(WHAT IS EXPECTED)
Present all of the data below as a JSON list of strings, with one string for each line and no blank lines.

(SUPPLIED DATA)
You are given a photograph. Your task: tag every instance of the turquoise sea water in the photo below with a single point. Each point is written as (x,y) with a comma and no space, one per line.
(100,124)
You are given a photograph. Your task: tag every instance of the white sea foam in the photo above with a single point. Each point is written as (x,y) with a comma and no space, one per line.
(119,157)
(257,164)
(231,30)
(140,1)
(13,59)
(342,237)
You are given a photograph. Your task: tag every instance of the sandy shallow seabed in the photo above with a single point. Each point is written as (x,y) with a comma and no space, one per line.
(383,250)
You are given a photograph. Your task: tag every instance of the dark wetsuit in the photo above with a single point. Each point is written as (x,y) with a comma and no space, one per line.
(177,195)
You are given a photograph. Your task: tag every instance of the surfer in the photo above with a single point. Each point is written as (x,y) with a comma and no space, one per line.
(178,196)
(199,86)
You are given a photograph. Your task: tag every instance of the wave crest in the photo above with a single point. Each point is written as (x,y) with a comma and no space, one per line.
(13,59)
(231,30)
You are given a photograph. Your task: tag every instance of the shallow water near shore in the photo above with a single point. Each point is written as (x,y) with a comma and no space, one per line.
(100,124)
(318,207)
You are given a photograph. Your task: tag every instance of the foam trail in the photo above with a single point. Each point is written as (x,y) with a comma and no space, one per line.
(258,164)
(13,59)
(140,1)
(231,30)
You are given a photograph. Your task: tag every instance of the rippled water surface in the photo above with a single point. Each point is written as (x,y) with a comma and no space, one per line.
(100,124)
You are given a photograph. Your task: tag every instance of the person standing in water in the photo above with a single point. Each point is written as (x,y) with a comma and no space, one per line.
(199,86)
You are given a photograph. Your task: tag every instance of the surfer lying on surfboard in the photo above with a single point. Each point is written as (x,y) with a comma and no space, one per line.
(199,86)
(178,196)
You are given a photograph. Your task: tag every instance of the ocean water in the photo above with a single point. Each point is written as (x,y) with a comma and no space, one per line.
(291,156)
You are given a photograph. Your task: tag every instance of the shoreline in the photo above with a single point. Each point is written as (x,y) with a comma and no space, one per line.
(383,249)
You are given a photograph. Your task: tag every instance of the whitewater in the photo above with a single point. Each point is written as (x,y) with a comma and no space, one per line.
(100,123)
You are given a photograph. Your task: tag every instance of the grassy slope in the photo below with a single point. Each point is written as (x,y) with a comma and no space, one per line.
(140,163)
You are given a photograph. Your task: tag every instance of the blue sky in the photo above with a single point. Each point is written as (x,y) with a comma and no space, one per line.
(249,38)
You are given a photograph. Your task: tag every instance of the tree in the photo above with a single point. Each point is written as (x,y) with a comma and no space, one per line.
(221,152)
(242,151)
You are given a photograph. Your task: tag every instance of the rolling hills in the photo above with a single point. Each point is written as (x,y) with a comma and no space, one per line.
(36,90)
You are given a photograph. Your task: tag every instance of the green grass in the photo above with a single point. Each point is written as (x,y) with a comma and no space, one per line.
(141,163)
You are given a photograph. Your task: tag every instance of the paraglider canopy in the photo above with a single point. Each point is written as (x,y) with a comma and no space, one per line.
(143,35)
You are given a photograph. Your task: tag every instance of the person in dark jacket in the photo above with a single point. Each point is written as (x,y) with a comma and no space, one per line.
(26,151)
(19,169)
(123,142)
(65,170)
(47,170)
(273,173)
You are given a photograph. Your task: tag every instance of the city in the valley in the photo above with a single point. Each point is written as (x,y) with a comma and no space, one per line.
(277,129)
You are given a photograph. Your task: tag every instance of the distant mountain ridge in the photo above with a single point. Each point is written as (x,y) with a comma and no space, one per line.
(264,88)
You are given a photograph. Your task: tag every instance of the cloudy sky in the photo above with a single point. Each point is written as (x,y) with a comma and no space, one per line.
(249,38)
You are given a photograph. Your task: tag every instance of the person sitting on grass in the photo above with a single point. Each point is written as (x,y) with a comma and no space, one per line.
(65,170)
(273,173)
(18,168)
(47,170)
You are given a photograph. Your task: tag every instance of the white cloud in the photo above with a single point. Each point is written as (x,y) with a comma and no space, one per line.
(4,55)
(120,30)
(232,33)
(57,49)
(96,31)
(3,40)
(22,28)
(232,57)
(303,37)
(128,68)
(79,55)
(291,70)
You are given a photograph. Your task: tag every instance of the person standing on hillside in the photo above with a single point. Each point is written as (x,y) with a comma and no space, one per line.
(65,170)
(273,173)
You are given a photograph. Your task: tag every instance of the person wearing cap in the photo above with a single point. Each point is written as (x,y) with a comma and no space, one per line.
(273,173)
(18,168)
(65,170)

(COMPLETED EXERCISE)
[
  "You are given a photograph. Your task: tag every instance of the turquoise sea water in the photo below with a single point. Each point is written as (x,y) with a comma and no space, one per line.",
  "(100,124)",
  "You are given a photograph. Your task: tag every instance of the white sea foam in the photo above with a single point. Each point is written as (x,y) with a comma and no space, one per line.",
  "(119,157)",
  "(257,164)",
  "(231,30)",
  "(140,1)",
  "(13,59)",
  "(342,237)",
  "You are given a photograph. Your task: tag every instance of the sandy shallow seabed in the photo above with a single point. Each point is written as (x,y) with a comma and no space, one per line.",
  "(383,250)",
  "You are given a photograph. Your task: tag every instance of the dark wetsuit in the photo above with a single point. Each point is written as (x,y) with a comma and no space, one per line.",
  "(177,195)",
  "You are given a photograph. Your task: tag every instance of the surfer in the photo above with a single point. Each point is written as (x,y) with a comma and no space, one per line.",
  "(178,196)",
  "(199,86)",
  "You are given a photograph. Your task: tag every instance of the wave crest in the photo above with a single point. Each point is written as (x,y) with a comma and no space, one per line.",
  "(13,59)",
  "(231,30)",
  "You are given a photograph. Your task: tag every instance of the shallow water near shore in the photo above with a single point. Each point is written as (x,y) with a comma and no space, one per line.",
  "(100,124)",
  "(318,207)",
  "You are given a photograph. Your task: tag every instance of the foam trail in the photo above with a single point. Each point is written as (x,y) with a comma and no space, one per line.",
  "(258,164)",
  "(13,59)",
  "(140,1)",
  "(231,30)",
  "You are given a photograph. Your task: tag every instance of the rippled water surface in the photo above with a single point. Each point is written as (x,y) with a comma and no space, one per line.",
  "(100,124)",
  "You are given a photograph. Your task: tag every instance of the person standing in water in the photo above with a single point. Each point is written as (x,y) with a comma and no space, one per line.",
  "(199,86)",
  "You are given a photograph. Your task: tag every instance of the surfer lying on surfboard in the photo above with a single point. Each point is written as (x,y) with a comma and no space, one per line.",
  "(199,86)",
  "(178,196)",
  "You are given a photograph. Your task: tag every instance of the ocean water in the photo above with a single point. Each point is written as (x,y) with a comma and no space, one per line.",
  "(291,156)",
  "You are given a photograph. Your task: tag every instance of the shoreline in the photo above with a single point. Each point is written as (x,y) with a comma and no space, one per line.",
  "(383,249)",
  "You are given a photograph. Your task: tag every instance of the whitewater in the photo above with a single point. Each point is written as (x,y) with a comma and no space, one per line.",
  "(100,123)",
  "You are given a photograph. Your task: tag every instance of the grassy slope in the photo below with a single point. Each point is written as (x,y) with a comma and no space, one per line.",
  "(140,163)",
  "You are given a photograph. Your task: tag every instance of the blue sky in the photo above with a single point. Each point is written as (x,y) with a comma and no space, one per line.",
  "(249,38)",
  "You are given a photograph. Your task: tag every instance of the tree in the photo above with a single point. Each point is written as (x,y) with a comma and no space, one per line.",
  "(221,152)",
  "(242,151)",
  "You are given a photograph. Your task: tag every instance of the rolling hills in the photo above with a single point. Each point is written as (x,y) with a comma and no space, one per line.",
  "(36,90)",
  "You are given a photograph. Your task: tag every instance of the green grass in the photo above with a single point. Each point is written as (x,y) with a comma and no space, one per line.",
  "(141,163)",
  "You are given a photograph. Your task: tag every instance of the paraglider canopy in the photo above with a single point. Each point is written as (x,y) with a comma and no space, one per line.",
  "(143,35)",
  "You are given a photograph. Your task: tag every instance of the person in dark jacket in the photo above with a single point. Each point is written as (x,y) with a comma and no space, one per line.",
  "(26,151)",
  "(19,169)",
  "(123,142)",
  "(65,170)",
  "(47,170)",
  "(273,173)",
  "You are given a photograph. Your task: tag every instance of the city in the valley in the photo above with a single point. Each point is written as (x,y) with a comma and no space, one per line.",
  "(277,129)",
  "You are given a photograph. Your task: tag every instance of the distant mountain ridge in the photo above with a single point. Each point is written as (x,y) with a comma and no space, one per line.",
  "(264,88)",
  "You are given a photograph. Your task: tag every instance of the cloudy sky in the photo above with a single point. Each point is written as (x,y) with a comma and no space, one per line.",
  "(249,38)",
  "You are given a photograph. Your task: tag every instance of the person sitting on grass in the photo above with a single point. Each point is written as (x,y) with a comma and no space, one per line.",
  "(65,170)",
  "(273,173)",
  "(18,168)",
  "(47,170)",
  "You are given a photograph. Your task: tag every instance of the white cloud in the photo above with a single point. Each point is written as (x,y) with a comma and no space, one per line.",
  "(4,55)",
  "(120,30)",
  "(232,33)",
  "(57,49)",
  "(96,31)",
  "(3,40)",
  "(22,28)",
  "(232,57)",
  "(303,37)",
  "(128,68)",
  "(79,55)",
  "(291,70)",
  "You are given a photograph. Your task: tag every instance of the person standing on hillside in the photo above with a single point. Each point is written as (x,y) with a comma and no space, one per line.",
  "(65,170)",
  "(273,173)",
  "You are given a photograph. Your task: tag every instance of the person wearing cap in the photo above with a single point. Each point is written as (x,y) with a comma and no space, one per line.",
  "(273,173)",
  "(18,168)",
  "(65,170)"
]